* [Task to carry out]: Report each line in the material below that contains the string "railing", copying every such line in full. The match is case-sensitive.

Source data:
•••••

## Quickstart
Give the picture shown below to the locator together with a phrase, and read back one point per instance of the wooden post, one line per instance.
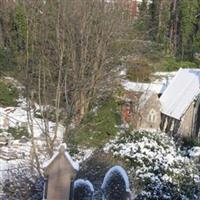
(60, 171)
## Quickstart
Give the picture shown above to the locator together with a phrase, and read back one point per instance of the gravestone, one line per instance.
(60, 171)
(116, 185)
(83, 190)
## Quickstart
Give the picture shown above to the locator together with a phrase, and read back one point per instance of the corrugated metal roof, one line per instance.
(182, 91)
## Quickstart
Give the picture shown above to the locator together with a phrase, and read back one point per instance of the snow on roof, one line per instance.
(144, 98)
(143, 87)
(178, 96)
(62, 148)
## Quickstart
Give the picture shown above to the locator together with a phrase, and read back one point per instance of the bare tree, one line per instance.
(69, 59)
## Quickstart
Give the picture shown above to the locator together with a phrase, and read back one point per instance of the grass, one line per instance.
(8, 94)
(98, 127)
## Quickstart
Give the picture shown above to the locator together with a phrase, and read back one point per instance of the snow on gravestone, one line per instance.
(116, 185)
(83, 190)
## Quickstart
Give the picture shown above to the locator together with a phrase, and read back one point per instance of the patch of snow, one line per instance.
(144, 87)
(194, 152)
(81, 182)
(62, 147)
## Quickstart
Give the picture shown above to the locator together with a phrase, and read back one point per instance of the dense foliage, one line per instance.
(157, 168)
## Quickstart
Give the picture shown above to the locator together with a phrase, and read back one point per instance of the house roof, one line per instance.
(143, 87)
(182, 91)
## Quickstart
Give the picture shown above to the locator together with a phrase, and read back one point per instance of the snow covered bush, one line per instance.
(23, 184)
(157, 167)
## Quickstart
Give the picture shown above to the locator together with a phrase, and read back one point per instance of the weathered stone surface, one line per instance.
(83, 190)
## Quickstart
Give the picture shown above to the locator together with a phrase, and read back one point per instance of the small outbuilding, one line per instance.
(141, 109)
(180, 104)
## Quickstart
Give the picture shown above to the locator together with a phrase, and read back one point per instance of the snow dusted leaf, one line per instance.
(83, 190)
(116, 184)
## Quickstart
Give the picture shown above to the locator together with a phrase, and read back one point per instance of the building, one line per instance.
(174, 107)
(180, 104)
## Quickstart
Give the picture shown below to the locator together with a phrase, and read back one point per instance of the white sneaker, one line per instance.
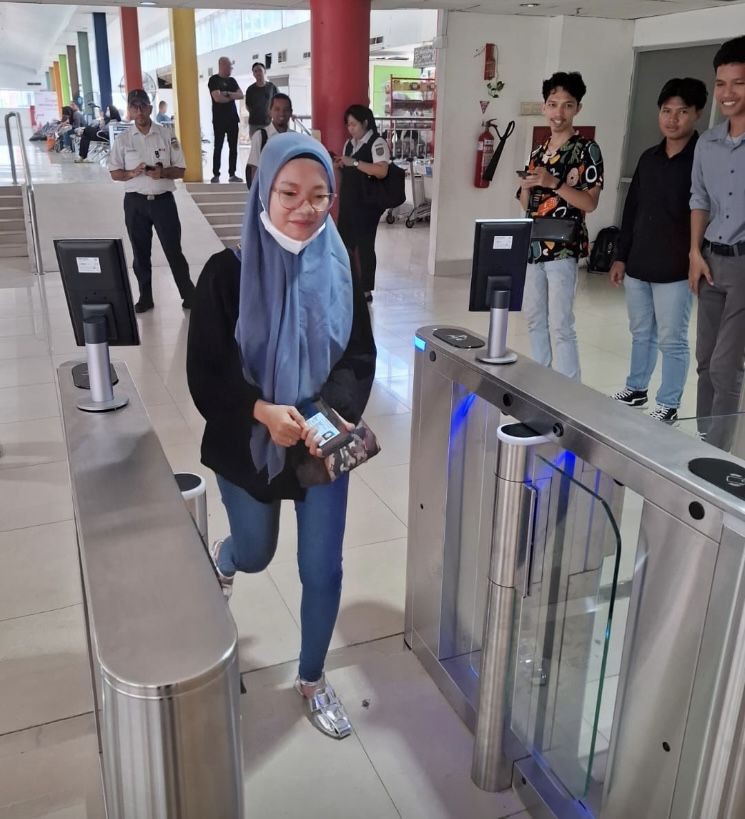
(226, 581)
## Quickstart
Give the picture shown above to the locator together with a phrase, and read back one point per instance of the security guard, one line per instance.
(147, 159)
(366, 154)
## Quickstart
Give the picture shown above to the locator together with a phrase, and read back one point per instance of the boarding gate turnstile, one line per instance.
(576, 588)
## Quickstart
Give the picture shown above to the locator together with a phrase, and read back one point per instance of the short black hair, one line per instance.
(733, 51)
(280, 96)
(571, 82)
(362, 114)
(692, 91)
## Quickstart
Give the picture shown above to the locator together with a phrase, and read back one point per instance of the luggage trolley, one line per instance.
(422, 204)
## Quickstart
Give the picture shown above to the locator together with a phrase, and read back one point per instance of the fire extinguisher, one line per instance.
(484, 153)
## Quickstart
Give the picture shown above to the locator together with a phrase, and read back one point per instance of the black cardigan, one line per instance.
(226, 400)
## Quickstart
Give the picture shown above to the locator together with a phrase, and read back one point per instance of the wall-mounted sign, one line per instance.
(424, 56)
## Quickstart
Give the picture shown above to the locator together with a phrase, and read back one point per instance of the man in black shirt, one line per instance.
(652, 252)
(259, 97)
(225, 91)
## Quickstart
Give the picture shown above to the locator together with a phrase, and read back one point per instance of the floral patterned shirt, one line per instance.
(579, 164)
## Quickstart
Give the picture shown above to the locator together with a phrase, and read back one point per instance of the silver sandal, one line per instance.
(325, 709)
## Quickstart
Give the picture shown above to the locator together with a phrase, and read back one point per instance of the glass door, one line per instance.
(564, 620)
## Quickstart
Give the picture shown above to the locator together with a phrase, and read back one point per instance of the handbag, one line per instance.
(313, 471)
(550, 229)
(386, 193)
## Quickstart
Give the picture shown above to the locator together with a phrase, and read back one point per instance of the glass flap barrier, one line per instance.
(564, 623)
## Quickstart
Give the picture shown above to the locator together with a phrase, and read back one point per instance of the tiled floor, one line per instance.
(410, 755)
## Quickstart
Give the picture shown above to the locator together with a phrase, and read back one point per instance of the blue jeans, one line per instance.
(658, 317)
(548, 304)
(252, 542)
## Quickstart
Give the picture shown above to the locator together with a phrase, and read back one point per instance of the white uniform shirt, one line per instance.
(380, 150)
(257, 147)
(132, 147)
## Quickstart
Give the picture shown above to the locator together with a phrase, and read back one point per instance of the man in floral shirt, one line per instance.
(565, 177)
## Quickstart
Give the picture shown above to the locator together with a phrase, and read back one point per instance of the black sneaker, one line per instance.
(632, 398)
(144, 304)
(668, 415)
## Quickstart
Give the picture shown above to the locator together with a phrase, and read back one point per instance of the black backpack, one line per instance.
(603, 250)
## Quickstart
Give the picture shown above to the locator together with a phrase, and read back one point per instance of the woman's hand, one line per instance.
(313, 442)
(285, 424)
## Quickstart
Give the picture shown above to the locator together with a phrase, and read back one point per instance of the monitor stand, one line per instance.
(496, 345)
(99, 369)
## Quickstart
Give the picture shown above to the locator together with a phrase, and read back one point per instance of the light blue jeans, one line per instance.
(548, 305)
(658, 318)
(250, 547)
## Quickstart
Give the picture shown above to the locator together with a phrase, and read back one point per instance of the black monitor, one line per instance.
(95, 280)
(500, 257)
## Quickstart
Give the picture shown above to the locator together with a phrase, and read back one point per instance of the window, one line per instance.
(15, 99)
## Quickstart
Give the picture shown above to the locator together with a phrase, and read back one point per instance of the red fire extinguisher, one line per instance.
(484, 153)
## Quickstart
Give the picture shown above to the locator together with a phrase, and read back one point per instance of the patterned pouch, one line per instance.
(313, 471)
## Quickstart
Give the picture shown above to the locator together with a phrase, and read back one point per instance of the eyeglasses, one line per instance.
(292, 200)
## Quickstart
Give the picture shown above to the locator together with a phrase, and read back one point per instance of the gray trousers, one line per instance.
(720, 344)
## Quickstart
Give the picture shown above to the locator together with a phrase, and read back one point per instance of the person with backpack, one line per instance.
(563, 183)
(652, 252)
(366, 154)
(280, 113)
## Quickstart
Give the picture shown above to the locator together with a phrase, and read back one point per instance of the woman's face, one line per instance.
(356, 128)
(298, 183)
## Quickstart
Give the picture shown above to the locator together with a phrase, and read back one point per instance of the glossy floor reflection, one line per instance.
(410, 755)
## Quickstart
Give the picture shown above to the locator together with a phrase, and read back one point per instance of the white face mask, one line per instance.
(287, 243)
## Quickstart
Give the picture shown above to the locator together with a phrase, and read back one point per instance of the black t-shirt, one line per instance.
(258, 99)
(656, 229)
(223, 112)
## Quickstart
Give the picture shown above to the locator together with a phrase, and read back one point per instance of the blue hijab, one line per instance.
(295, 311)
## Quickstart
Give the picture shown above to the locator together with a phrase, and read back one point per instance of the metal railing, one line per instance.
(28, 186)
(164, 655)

•••••

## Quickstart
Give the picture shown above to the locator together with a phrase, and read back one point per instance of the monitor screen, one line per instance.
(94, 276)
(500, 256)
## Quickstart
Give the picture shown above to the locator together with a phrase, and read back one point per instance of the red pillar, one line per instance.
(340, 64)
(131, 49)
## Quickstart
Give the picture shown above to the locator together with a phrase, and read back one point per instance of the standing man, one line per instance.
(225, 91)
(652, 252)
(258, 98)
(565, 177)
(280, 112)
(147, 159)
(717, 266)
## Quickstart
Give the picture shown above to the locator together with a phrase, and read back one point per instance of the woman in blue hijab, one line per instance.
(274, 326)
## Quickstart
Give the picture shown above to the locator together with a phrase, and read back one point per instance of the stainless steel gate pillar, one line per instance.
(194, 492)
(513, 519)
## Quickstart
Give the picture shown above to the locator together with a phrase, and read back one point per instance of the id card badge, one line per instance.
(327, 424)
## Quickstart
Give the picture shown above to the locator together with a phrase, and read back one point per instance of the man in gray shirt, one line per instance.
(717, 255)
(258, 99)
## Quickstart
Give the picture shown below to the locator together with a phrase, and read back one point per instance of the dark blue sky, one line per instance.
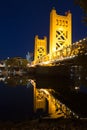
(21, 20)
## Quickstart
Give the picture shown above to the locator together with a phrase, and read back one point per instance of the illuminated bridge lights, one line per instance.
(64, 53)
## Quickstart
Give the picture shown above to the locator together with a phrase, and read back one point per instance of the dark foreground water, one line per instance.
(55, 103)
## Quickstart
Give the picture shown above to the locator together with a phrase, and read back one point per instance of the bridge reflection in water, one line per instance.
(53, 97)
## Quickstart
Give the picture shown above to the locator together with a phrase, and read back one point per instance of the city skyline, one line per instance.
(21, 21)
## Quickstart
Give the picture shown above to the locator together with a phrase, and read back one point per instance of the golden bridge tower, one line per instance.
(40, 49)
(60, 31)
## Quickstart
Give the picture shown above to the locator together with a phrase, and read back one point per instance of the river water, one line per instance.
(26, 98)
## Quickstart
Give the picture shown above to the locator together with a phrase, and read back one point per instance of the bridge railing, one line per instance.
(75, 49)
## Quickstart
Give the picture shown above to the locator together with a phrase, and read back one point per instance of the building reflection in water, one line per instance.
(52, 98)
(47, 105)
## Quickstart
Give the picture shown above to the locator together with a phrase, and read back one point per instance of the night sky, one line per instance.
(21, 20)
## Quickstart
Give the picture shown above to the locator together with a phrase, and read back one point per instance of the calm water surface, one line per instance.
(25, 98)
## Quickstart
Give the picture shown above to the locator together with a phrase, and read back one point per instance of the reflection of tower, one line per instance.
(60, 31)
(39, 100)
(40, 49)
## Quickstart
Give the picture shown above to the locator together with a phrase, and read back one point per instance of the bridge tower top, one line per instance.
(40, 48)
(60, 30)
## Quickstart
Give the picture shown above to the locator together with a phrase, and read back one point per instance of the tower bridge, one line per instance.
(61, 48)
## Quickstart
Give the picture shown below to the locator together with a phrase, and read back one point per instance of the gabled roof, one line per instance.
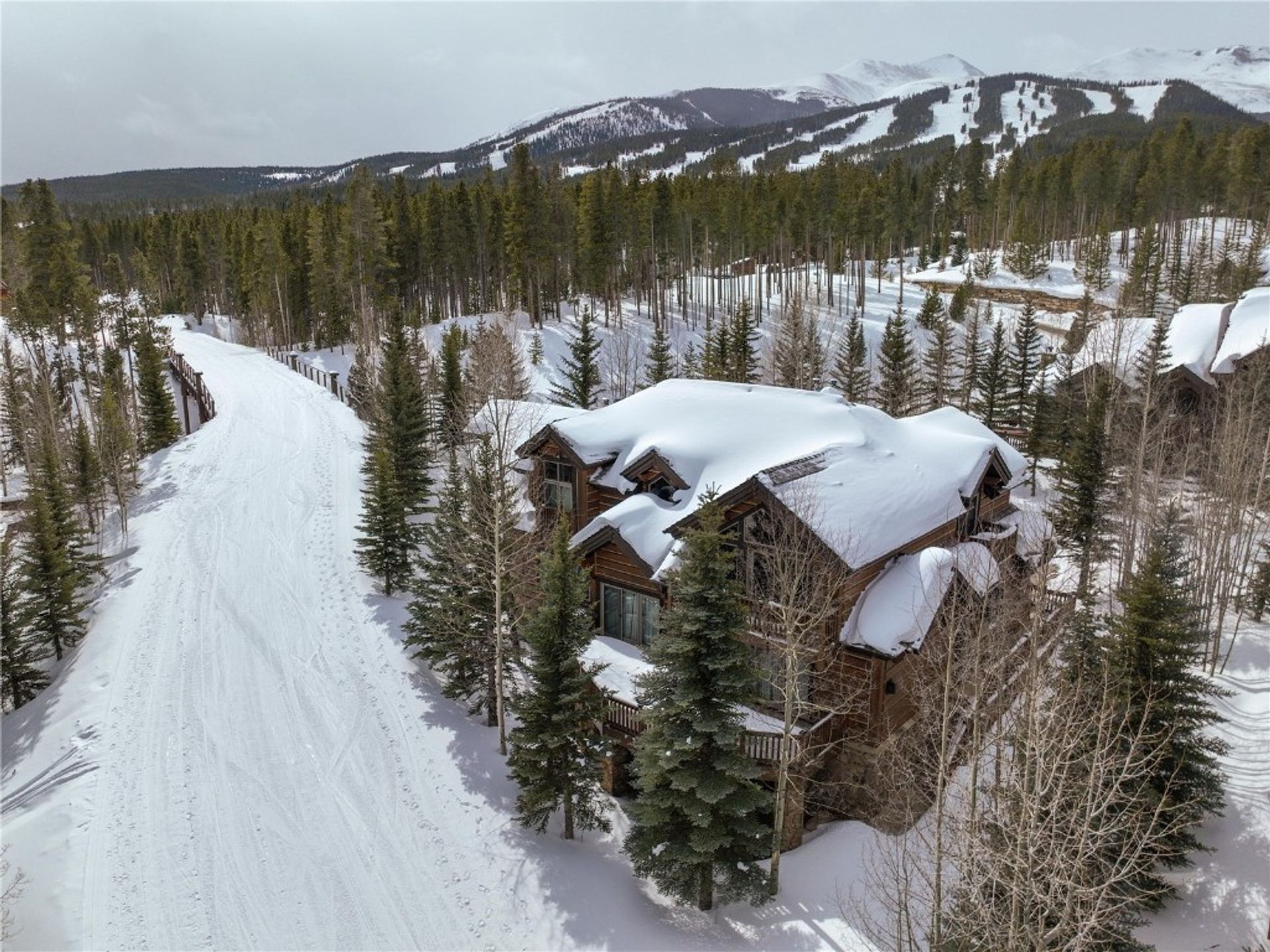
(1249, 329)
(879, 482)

•••••

* [Complete response]:
Give the picture shown above to the locator together with a phrase, and read back one point per instance of the metal railing, one line per instance.
Give the picture shown above to the locator together with a phrase, and read back one point per instance of the bridge railing, one line per instance.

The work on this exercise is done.